● **DATA FOR PROCESSING**:
• • • •

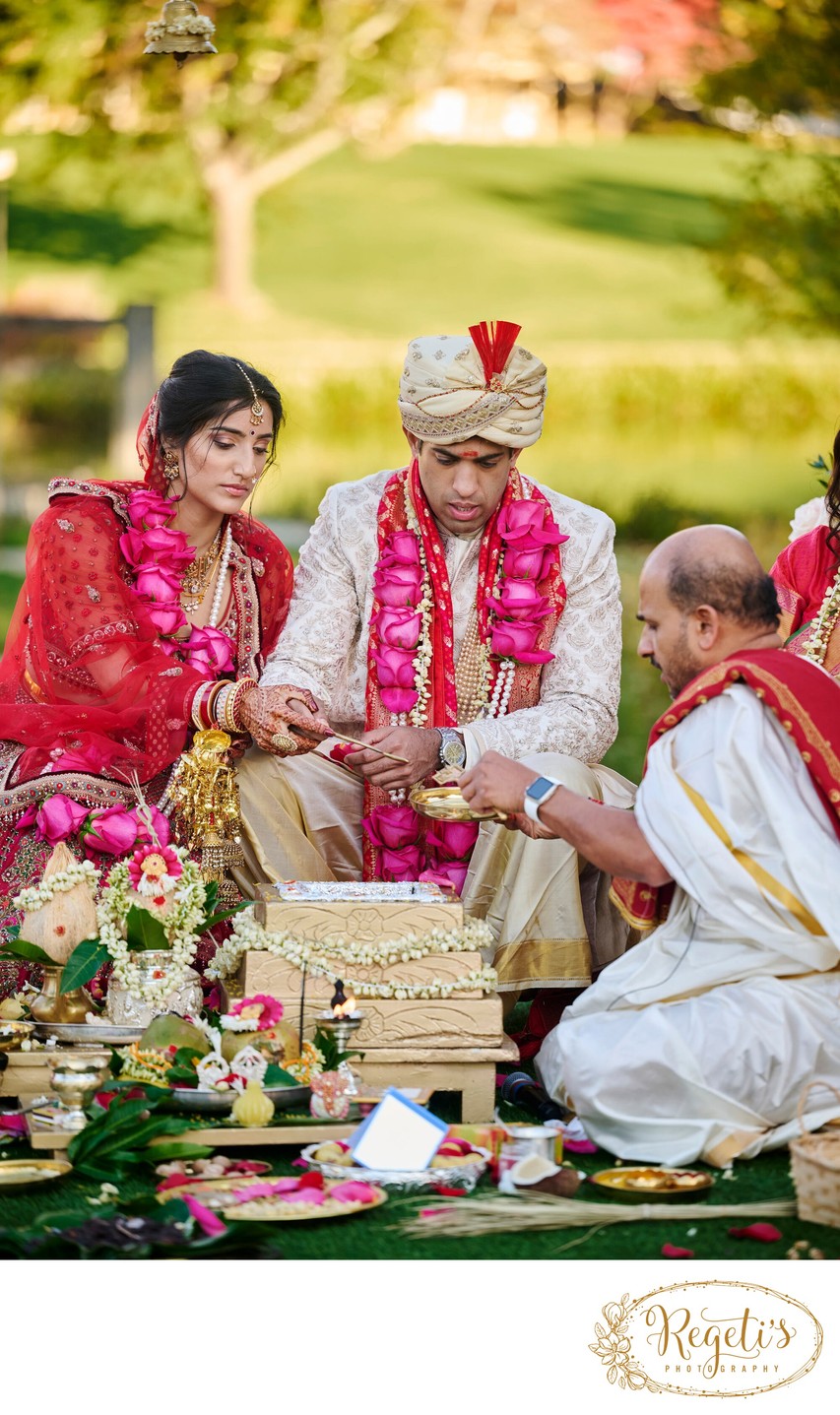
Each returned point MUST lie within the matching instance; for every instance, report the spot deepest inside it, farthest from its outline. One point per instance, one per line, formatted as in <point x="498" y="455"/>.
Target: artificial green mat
<point x="376" y="1234"/>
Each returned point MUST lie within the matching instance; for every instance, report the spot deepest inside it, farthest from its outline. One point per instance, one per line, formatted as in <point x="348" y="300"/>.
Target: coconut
<point x="279" y="1043"/>
<point x="253" y="1108"/>
<point x="67" y="919"/>
<point x="538" y="1175"/>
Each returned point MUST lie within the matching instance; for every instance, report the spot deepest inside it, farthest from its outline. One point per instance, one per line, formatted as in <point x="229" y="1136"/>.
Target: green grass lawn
<point x="658" y="384"/>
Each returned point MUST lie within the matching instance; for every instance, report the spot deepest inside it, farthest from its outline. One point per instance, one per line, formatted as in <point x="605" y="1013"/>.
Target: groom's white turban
<point x="454" y="388"/>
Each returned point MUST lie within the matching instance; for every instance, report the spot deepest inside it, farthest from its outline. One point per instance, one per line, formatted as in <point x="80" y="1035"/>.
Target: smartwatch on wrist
<point x="453" y="753"/>
<point x="536" y="796"/>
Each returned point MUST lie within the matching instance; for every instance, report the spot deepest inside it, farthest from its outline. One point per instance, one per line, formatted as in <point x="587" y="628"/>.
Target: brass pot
<point x="52" y="1004"/>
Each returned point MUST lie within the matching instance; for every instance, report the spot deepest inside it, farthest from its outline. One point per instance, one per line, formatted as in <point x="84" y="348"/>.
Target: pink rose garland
<point x="531" y="540"/>
<point x="159" y="556"/>
<point x="519" y="611"/>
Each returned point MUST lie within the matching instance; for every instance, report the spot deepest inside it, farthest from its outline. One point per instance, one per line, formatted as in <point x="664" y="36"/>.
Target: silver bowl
<point x="218" y="1103"/>
<point x="409" y="1181"/>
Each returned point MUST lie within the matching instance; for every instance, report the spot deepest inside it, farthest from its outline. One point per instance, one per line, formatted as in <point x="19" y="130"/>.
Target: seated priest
<point x="443" y="611"/>
<point x="700" y="1040"/>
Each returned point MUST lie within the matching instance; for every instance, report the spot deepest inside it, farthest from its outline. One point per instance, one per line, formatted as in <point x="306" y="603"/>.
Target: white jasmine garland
<point x="180" y="926"/>
<point x="318" y="958"/>
<point x="35" y="896"/>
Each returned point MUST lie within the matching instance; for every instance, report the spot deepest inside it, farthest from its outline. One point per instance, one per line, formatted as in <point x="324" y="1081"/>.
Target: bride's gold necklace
<point x="198" y="576"/>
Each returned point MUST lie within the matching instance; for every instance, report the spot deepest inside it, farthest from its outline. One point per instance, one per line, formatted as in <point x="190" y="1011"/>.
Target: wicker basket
<point x="814" y="1165"/>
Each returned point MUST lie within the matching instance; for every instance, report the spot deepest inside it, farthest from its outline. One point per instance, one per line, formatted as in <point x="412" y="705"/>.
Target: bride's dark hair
<point x="203" y="387"/>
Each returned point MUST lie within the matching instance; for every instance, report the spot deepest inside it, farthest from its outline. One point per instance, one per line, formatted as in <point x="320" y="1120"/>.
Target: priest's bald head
<point x="703" y="595"/>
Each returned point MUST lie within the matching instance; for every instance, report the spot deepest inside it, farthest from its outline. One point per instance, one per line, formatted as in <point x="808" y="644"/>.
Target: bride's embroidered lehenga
<point x="90" y="698"/>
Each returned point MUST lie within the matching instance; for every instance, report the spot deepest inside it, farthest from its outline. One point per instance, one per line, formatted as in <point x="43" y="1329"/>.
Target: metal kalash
<point x="205" y="809"/>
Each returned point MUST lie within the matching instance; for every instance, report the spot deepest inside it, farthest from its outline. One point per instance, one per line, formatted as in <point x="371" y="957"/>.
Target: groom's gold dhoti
<point x="548" y="909"/>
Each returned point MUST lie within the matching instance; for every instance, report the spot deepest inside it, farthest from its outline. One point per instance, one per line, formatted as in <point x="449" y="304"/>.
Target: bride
<point x="148" y="611"/>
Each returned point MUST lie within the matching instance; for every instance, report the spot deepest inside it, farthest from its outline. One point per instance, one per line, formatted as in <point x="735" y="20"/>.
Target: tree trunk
<point x="233" y="201"/>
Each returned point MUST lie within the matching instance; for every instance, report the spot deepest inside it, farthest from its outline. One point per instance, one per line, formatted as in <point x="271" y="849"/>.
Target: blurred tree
<point x="778" y="246"/>
<point x="790" y="51"/>
<point x="292" y="81"/>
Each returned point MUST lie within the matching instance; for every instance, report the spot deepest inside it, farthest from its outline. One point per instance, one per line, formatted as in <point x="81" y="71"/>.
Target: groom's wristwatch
<point x="453" y="753"/>
<point x="536" y="796"/>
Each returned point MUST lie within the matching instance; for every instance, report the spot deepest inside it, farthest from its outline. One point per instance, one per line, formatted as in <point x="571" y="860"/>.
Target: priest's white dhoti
<point x="700" y="1042"/>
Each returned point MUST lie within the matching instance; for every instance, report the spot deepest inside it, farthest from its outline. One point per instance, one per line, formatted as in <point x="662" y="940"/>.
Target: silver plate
<point x="93" y="1032"/>
<point x="460" y="1176"/>
<point x="217" y="1103"/>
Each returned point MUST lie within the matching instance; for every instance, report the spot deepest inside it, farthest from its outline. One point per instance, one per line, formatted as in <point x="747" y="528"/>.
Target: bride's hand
<point x="268" y="713"/>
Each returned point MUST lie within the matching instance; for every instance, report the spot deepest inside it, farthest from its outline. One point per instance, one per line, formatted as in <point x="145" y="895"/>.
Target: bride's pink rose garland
<point x="519" y="555"/>
<point x="159" y="556"/>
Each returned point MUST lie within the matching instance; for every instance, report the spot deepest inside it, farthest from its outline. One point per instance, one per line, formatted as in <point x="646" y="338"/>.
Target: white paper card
<point x="398" y="1135"/>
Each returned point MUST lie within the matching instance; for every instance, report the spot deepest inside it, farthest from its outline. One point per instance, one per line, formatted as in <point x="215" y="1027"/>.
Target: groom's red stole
<point x="808" y="705"/>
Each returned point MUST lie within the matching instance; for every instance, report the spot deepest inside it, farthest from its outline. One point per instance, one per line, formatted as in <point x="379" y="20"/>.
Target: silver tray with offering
<point x="458" y="1176"/>
<point x="218" y="1103"/>
<point x="95" y="1033"/>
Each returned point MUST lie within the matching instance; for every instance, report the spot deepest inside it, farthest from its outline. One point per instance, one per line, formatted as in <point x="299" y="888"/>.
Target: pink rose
<point x="112" y="831"/>
<point x="402" y="865"/>
<point x="58" y="818"/>
<point x="515" y="640"/>
<point x="167" y="618"/>
<point x="159" y="822"/>
<point x="210" y="651"/>
<point x="401" y="547"/>
<point x="210" y="1223"/>
<point x="528" y="565"/>
<point x="519" y="601"/>
<point x="270" y="1010"/>
<point x="450" y="874"/>
<point x="149" y="508"/>
<point x="158" y="547"/>
<point x="155" y="582"/>
<point x="398" y="585"/>
<point x="453" y="839"/>
<point x="395" y="670"/>
<point x="522" y="525"/>
<point x="399" y="625"/>
<point x="392" y="826"/>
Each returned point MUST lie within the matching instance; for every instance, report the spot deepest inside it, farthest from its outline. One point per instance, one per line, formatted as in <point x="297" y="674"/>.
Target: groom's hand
<point x="268" y="713"/>
<point x="420" y="747"/>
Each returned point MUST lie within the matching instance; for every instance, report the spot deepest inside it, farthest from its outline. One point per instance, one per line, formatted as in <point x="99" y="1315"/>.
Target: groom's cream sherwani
<point x="549" y="915"/>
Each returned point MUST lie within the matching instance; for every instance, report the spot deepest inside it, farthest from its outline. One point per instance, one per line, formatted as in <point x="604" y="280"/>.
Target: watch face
<point x="538" y="789"/>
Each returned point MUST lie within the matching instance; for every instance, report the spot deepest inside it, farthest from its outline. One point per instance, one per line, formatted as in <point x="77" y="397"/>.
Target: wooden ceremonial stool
<point x="450" y="1043"/>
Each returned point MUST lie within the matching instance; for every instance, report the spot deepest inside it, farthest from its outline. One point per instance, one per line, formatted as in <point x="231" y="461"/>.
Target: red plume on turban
<point x="493" y="343"/>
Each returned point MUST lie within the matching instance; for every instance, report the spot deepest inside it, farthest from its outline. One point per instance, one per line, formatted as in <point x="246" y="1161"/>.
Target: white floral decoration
<point x="180" y="925"/>
<point x="318" y="958"/>
<point x="35" y="896"/>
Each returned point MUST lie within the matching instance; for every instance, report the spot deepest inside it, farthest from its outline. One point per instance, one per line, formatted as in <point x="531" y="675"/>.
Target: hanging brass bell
<point x="181" y="32"/>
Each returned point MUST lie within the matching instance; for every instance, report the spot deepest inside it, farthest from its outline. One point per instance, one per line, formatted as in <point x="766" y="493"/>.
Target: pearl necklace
<point x="823" y="627"/>
<point x="164" y="804"/>
<point x="223" y="576"/>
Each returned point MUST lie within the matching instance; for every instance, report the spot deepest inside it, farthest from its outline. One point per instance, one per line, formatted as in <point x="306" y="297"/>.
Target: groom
<point x="440" y="611"/>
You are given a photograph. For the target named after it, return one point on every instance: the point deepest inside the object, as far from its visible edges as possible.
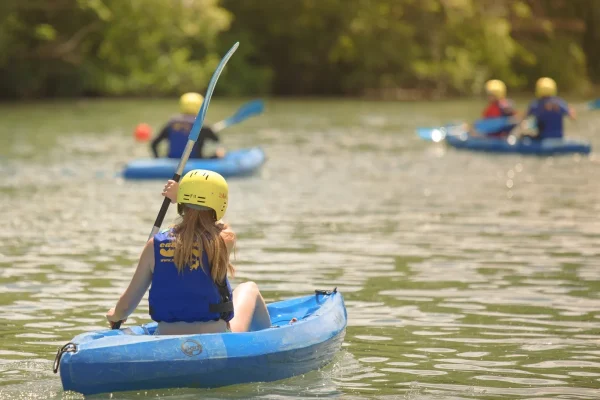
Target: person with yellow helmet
(499, 106)
(177, 130)
(186, 268)
(549, 110)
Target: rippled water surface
(466, 276)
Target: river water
(466, 276)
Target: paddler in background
(499, 106)
(179, 127)
(549, 111)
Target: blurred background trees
(377, 48)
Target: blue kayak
(235, 163)
(544, 147)
(133, 359)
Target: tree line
(377, 48)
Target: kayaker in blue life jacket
(179, 127)
(499, 106)
(548, 110)
(186, 268)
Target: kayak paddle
(439, 133)
(246, 111)
(195, 132)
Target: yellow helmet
(203, 190)
(545, 87)
(496, 88)
(190, 103)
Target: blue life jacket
(179, 131)
(189, 296)
(549, 113)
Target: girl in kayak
(186, 268)
(499, 106)
(549, 110)
(179, 127)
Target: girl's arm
(137, 287)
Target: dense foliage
(397, 48)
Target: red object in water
(143, 132)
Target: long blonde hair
(197, 232)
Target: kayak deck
(235, 163)
(133, 359)
(525, 146)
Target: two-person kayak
(134, 359)
(235, 163)
(546, 147)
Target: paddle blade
(433, 134)
(246, 111)
(439, 133)
(195, 132)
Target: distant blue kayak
(545, 147)
(235, 163)
(133, 359)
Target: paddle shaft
(195, 132)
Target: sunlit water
(466, 276)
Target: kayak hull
(235, 163)
(134, 359)
(527, 146)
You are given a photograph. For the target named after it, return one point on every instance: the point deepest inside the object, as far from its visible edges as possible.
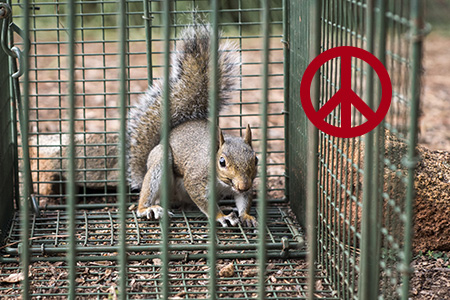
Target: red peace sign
(345, 96)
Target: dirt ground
(435, 121)
(431, 270)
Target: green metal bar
(379, 142)
(312, 167)
(213, 119)
(286, 79)
(25, 223)
(165, 193)
(7, 145)
(122, 188)
(262, 201)
(148, 38)
(71, 199)
(369, 264)
(417, 35)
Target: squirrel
(189, 139)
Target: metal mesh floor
(97, 236)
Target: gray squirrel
(189, 138)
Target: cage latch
(14, 52)
(285, 247)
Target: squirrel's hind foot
(227, 220)
(248, 220)
(154, 212)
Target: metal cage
(67, 216)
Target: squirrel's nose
(243, 185)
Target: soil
(431, 276)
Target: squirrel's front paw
(248, 220)
(154, 212)
(226, 220)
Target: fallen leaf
(227, 271)
(13, 278)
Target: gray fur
(189, 86)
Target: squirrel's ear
(221, 139)
(248, 135)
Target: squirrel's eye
(222, 162)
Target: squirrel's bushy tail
(189, 86)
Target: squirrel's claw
(249, 221)
(226, 220)
(154, 212)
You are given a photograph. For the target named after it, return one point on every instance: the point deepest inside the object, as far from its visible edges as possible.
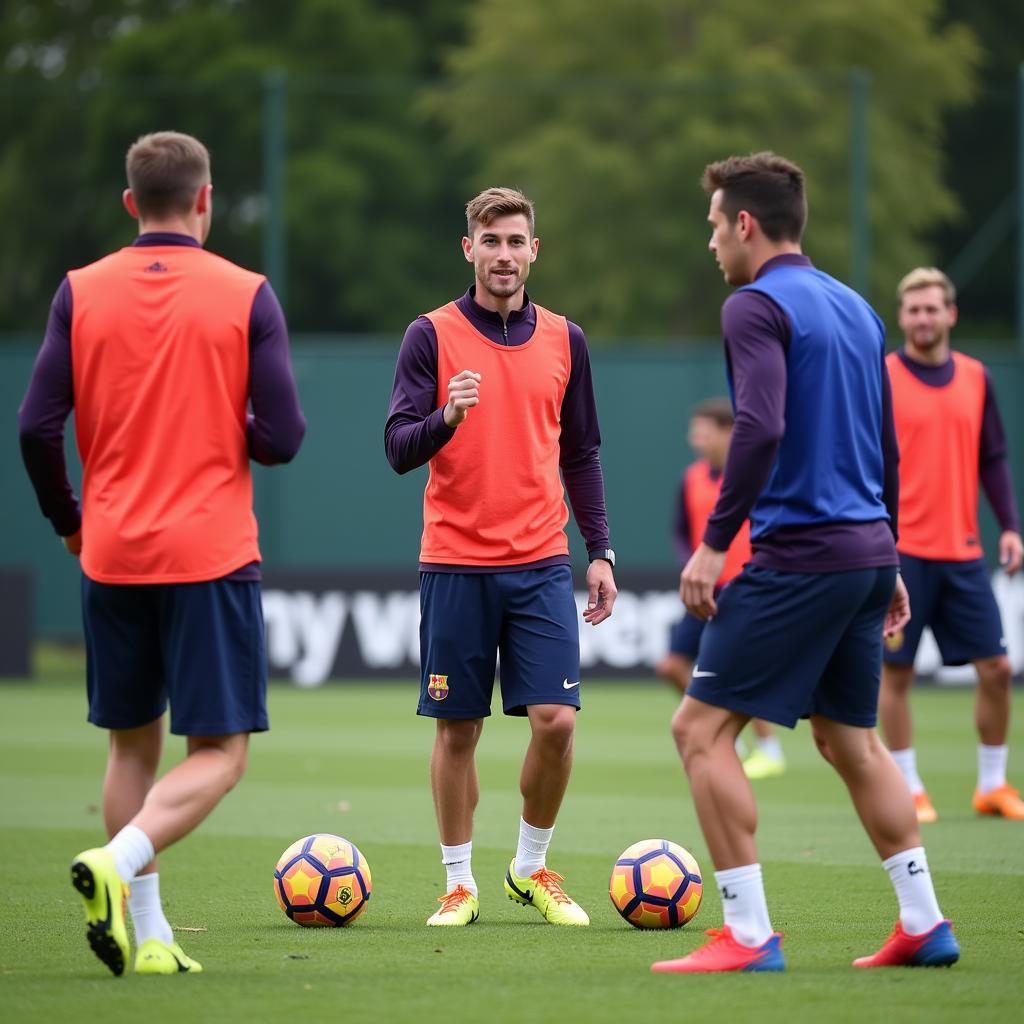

• • • •

● **TASK BRIEF**:
The line that contains "Target: gray squirrel" begins the part to retype, and the last line of the records above ends it. Retype both and everything between, exactly, without the pictures.

● **ANSWER SECTION**:
Target: gray squirrel
(189, 138)
Target: cage latch
(14, 52)
(285, 247)
Target: squirrel's hind foot
(227, 220)
(248, 220)
(154, 212)
Target: metal cage
(67, 216)
Target: squirrel's nose
(243, 185)
Target: soil
(431, 276)
Target: squirrel's front paw
(248, 220)
(154, 212)
(226, 220)
Target: fallen leaf
(227, 271)
(13, 278)
Target: gray fur
(189, 86)
Target: squirrel's ear
(221, 139)
(248, 135)
Target: squirrel's eye
(222, 162)
Target: squirrel's bushy tail
(189, 86)
Target: squirrel's claw
(249, 221)
(226, 220)
(154, 212)
You are given a photograph. For the target named after it, return one point on every instance: the point deepest inside the object, as far from its visible edges as possible.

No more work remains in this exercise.